▶ **SOURCE TEXT**

2008-08-21 Thread Allan Kamau
Thank you TJ and everyone else for the advise and the c code. Today I 
did finally return to the 'number of bits set challenge' and managed to 
compile and link the nbits c function which went smoothly. However the 
function does crash my postgres server installation (8.3.3) with a 
segmentation fault each time I call it for example SELECT 
nbits_set(B'1101');
My C skills are very sparse and am unable to debug the function, I have 
included the C code of this function. Is there something I may have left 
out?




#include "postgres.h"
#include "utils/varbit.h"
#include "fmgr.h"

(Point annotation dataset records)
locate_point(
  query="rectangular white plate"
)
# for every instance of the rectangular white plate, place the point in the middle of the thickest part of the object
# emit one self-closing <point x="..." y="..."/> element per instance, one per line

▶ **LIST OF TASKS**
1 – In the forum post, which postgres server version crashes when the function is called?
2 – Rewrite the listing with "rectangular" swapped for "oval" everywhere, leaving every other line and word as it was.

▶ **TASK-BY-TASK SOLUTIONS**
1 – 8.3.3

2 –
locate_point(
  query="oval white plate"
)
# for every instance of the oval white plate, place the point in the middle of the thickest part of the object
# emit one self-closing <point x="..." y="..."/> element per instance, one per line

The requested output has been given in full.